Dataset =>
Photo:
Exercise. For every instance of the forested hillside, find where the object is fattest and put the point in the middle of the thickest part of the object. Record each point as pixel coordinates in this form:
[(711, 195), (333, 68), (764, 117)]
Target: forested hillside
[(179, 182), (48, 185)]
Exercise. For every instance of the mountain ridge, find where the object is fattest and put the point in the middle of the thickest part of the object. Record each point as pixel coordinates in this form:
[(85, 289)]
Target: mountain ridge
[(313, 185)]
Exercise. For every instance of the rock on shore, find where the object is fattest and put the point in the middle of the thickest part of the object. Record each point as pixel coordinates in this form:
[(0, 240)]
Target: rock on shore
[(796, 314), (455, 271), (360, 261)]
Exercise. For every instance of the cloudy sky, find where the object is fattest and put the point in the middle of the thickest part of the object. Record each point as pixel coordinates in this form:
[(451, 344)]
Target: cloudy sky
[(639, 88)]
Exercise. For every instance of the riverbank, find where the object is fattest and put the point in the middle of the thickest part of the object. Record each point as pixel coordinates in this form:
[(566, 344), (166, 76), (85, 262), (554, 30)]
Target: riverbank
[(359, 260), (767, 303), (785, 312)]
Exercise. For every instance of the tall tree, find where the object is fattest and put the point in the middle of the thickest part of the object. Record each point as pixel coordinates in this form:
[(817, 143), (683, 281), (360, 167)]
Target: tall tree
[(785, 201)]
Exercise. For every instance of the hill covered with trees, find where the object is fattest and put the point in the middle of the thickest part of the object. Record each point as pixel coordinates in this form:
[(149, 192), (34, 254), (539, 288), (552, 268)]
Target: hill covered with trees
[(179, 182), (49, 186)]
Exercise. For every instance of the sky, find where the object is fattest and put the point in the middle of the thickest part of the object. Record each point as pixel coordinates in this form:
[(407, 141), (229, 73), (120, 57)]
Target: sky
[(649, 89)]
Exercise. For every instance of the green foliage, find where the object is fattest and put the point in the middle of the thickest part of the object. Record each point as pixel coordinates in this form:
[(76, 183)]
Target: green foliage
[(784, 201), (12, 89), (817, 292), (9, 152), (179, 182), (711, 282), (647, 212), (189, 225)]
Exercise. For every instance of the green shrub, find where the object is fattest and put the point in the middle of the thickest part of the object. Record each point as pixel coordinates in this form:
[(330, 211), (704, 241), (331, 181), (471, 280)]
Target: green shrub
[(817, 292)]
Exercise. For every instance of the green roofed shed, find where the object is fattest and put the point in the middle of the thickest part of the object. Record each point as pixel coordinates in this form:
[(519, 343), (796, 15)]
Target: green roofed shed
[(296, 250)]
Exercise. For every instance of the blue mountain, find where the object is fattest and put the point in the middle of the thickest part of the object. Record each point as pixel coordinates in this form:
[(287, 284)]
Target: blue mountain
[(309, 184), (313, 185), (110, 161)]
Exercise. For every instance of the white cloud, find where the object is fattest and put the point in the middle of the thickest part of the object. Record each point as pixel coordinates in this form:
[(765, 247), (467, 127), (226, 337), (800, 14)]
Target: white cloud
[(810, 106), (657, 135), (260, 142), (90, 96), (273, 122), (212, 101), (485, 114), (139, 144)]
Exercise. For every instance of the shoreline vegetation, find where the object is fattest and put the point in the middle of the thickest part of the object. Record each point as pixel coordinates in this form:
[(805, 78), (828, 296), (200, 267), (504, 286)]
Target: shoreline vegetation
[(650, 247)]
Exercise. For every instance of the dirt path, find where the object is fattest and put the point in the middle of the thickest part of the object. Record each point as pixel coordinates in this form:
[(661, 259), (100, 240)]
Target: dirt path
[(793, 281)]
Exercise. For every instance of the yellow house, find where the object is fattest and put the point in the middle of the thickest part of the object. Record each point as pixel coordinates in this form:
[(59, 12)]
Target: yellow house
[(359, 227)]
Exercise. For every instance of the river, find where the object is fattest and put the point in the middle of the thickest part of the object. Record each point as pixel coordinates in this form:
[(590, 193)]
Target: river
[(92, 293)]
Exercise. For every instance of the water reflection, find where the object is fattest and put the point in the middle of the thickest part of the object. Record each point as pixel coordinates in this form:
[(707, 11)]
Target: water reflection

What is being asked =>
Could you rewrite every line of the entries from the line with "Exercise. For every instance of the green roofed" to the line with "114), (139, 144)]", both included, keeping the requests, but with each point coordinate in the answers scaled by 2.45 and rounded to a whole number, halves going up? The requests and their sample coordinates stay unchanged.

Written solution =>
Exercise. For every instance of the green roofed shed, find where the object is fattest and put the point in the middle of the thickest part of the object. Record each point as pixel coordinates in this form:
[(519, 343), (796, 15)]
Target: green roofed shed
[(725, 613)]
Exercise. For every instance of the blue mountain, find where the object is fattest and put the point in the middle of the thickest part of the object. Record each point as pixel coordinates in this form:
[(287, 284)]
Target: blue mountain
[(757, 451), (767, 453), (270, 394)]
Exercise. For every instance of the white cloud, find where the object is fattest and put the point in the middle of the thickest part of the object. Record each point as pixel coordinates in this form:
[(765, 247), (467, 127), (226, 337), (800, 14)]
Target: white cloud
[(1985, 260), (1610, 331), (637, 348), (221, 235), (669, 299), (519, 247), (1188, 279), (341, 353)]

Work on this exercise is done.